Assignment: Return the records exactly as they stand, and keep the pictures out of the copy.

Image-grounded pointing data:
·····

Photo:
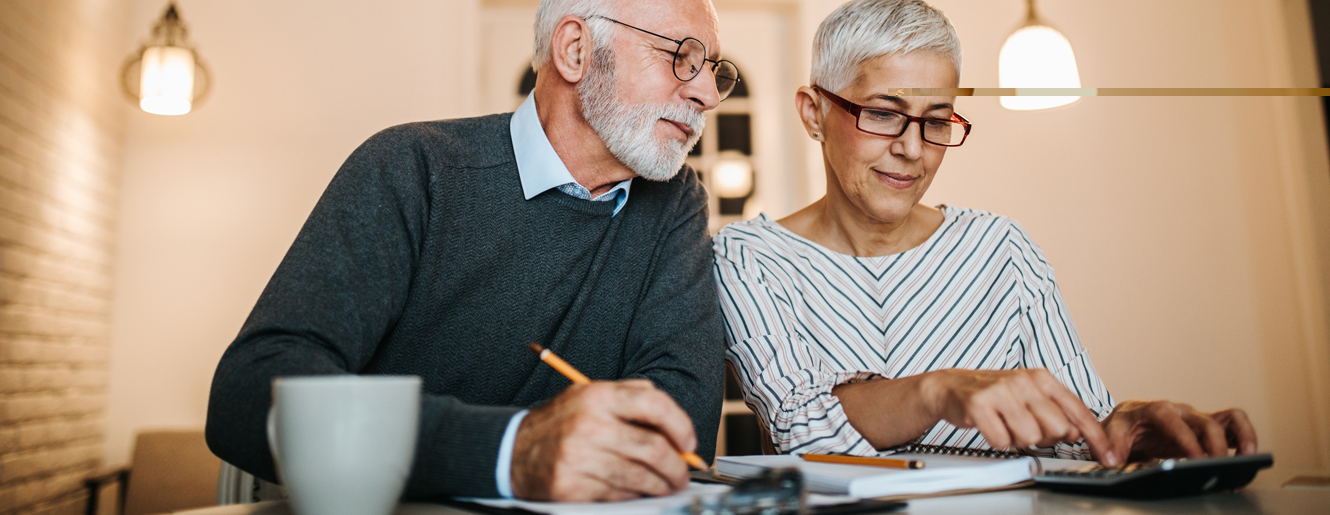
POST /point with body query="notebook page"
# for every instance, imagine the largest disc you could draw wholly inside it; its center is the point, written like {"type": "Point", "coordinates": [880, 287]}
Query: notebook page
{"type": "Point", "coordinates": [651, 506]}
{"type": "Point", "coordinates": [940, 474]}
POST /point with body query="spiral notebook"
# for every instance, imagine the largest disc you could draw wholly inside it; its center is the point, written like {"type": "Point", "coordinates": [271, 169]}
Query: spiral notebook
{"type": "Point", "coordinates": [946, 469]}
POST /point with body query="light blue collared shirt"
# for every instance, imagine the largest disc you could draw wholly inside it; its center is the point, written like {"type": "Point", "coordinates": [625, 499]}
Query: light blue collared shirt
{"type": "Point", "coordinates": [541, 169]}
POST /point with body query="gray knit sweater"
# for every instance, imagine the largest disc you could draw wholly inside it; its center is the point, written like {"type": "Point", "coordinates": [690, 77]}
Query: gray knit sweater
{"type": "Point", "coordinates": [422, 257]}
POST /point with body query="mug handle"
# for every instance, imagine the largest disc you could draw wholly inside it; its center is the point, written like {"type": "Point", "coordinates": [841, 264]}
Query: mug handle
{"type": "Point", "coordinates": [271, 431]}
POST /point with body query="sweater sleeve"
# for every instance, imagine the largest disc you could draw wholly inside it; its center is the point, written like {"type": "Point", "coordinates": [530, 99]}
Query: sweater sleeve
{"type": "Point", "coordinates": [676, 338]}
{"type": "Point", "coordinates": [335, 296]}
{"type": "Point", "coordinates": [785, 381]}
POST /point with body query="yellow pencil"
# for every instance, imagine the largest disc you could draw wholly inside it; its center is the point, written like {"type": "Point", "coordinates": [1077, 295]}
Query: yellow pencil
{"type": "Point", "coordinates": [871, 462]}
{"type": "Point", "coordinates": [579, 378]}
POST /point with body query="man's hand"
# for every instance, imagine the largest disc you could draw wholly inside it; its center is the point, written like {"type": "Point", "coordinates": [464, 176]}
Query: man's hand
{"type": "Point", "coordinates": [605, 441]}
{"type": "Point", "coordinates": [1161, 429]}
{"type": "Point", "coordinates": [1016, 409]}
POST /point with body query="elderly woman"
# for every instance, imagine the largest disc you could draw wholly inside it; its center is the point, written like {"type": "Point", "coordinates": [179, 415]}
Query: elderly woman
{"type": "Point", "coordinates": [867, 321]}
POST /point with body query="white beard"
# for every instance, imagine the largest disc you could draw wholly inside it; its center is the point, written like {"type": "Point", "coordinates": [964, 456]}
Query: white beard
{"type": "Point", "coordinates": [629, 131]}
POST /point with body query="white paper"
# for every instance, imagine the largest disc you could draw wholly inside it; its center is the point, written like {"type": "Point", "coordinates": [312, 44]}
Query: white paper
{"type": "Point", "coordinates": [652, 506]}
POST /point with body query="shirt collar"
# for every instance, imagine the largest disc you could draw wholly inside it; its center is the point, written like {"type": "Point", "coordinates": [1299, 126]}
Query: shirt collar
{"type": "Point", "coordinates": [537, 163]}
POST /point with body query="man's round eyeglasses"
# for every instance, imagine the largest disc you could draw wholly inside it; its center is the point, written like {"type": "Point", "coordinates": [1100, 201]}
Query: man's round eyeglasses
{"type": "Point", "coordinates": [893, 123]}
{"type": "Point", "coordinates": [689, 59]}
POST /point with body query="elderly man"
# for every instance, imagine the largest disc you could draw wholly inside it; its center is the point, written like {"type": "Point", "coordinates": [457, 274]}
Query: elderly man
{"type": "Point", "coordinates": [440, 249]}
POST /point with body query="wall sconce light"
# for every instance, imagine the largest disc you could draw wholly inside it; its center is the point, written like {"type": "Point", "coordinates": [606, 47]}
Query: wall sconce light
{"type": "Point", "coordinates": [165, 75]}
{"type": "Point", "coordinates": [732, 176]}
{"type": "Point", "coordinates": [1036, 56]}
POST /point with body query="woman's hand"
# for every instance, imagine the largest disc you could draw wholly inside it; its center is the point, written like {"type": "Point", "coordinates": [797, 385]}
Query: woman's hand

·····

Solution:
Photo:
POST /point with body query="notebook page"
# for every instance, imagine the largest disc you could draw wholly inside it; its center is the point, written like {"type": "Point", "coordinates": [880, 287]}
Query: notebook page
{"type": "Point", "coordinates": [651, 506]}
{"type": "Point", "coordinates": [940, 474]}
POST /point with body query="spiral notebook"
# for every instance, imagine the largest disc you could draw wholly inside it; its center is the point, written like {"type": "Point", "coordinates": [271, 169]}
Query: spiral notebook
{"type": "Point", "coordinates": [946, 469]}
POST /point with body query="light blue collared shirt"
# for every instance, imagine the largest disc you could draw wholly inside it; its center is the point, written like {"type": "Point", "coordinates": [625, 499]}
Query: light blue collared shirt
{"type": "Point", "coordinates": [541, 169]}
POST /point with body query="gray knit sweater"
# for every instance, imagine the largest disc you could draw wholly inside it; its center is the point, written like {"type": "Point", "coordinates": [690, 77]}
Query: gray knit sweater
{"type": "Point", "coordinates": [422, 257]}
POST /point with body query="mug handle"
# for every instance, imagine the largest disc you could draw wholly inside it; its center is the point, written like {"type": "Point", "coordinates": [841, 264]}
Query: mug handle
{"type": "Point", "coordinates": [271, 431]}
POST /point with body query="sweater sleeve"
# for every instance, imagine the largest disc you could draw wholly inside it; its center is the point, written like {"type": "Point", "coordinates": [530, 99]}
Query: sweater sleeve
{"type": "Point", "coordinates": [676, 338]}
{"type": "Point", "coordinates": [335, 296]}
{"type": "Point", "coordinates": [785, 381]}
POST /point with body query="yellow pencil"
# for every instance, imagine the largest disc you could draw wholly inside it; its center is the point, written like {"type": "Point", "coordinates": [1077, 295]}
Query: yellow pencil
{"type": "Point", "coordinates": [871, 462]}
{"type": "Point", "coordinates": [579, 378]}
POST /point with body query="man's hand"
# for every instance, imagine the largest disc you could draw wholly inside it; its center is the point, written like {"type": "Point", "coordinates": [464, 176]}
Query: man's hand
{"type": "Point", "coordinates": [605, 441]}
{"type": "Point", "coordinates": [1161, 429]}
{"type": "Point", "coordinates": [1016, 409]}
POST /point with body query="elderly woman"
# for every instance, imagine the largest disc you could draw wholly inside it; its center is the point, written like {"type": "Point", "coordinates": [179, 415]}
Query: elderly woman
{"type": "Point", "coordinates": [867, 321]}
POST /point with body query="white beard"
# for every instance, imagine the largest disc you could draw wholly inside it; its center is the point, written like {"type": "Point", "coordinates": [964, 456]}
Query: white beard
{"type": "Point", "coordinates": [629, 131]}
POST /point with body query="white paper"
# for every instance, imagine the largest disc you could draw wholly inside it; its center is the point, written like {"type": "Point", "coordinates": [312, 44]}
Query: white paper
{"type": "Point", "coordinates": [652, 506]}
POST /point with body query="shirt collar"
# for every instance, imagine the largest disc you could draw wholly inside it; its center is the point, written like {"type": "Point", "coordinates": [1299, 126]}
Query: shirt collar
{"type": "Point", "coordinates": [537, 163]}
POST /point with body query="man's round eyeglasses"
# for every instance, imagine the largest disc you could draw wholly inside it; its center is the point, written like {"type": "Point", "coordinates": [1100, 201]}
Query: man's round eyeglasses
{"type": "Point", "coordinates": [893, 123]}
{"type": "Point", "coordinates": [689, 59]}
POST /point with body query="elderly man"
# for every instance, imagine the largest disc you could draw wholly inside it; its center is the point, written like {"type": "Point", "coordinates": [457, 274]}
Query: elderly man
{"type": "Point", "coordinates": [440, 249]}
POST /point with body query="wall sconce light"
# for every instance, imagine the largest disc you could draw wholly inside it; its center is the point, written like {"type": "Point", "coordinates": [606, 47]}
Query: wall sconce light
{"type": "Point", "coordinates": [165, 75]}
{"type": "Point", "coordinates": [732, 176]}
{"type": "Point", "coordinates": [1036, 56]}
POST /point with body query="woman's hand"
# for every instance, imagine the largest disc you could draw wholly inside it; its center is the point, written like {"type": "Point", "coordinates": [797, 385]}
Query: woman's hand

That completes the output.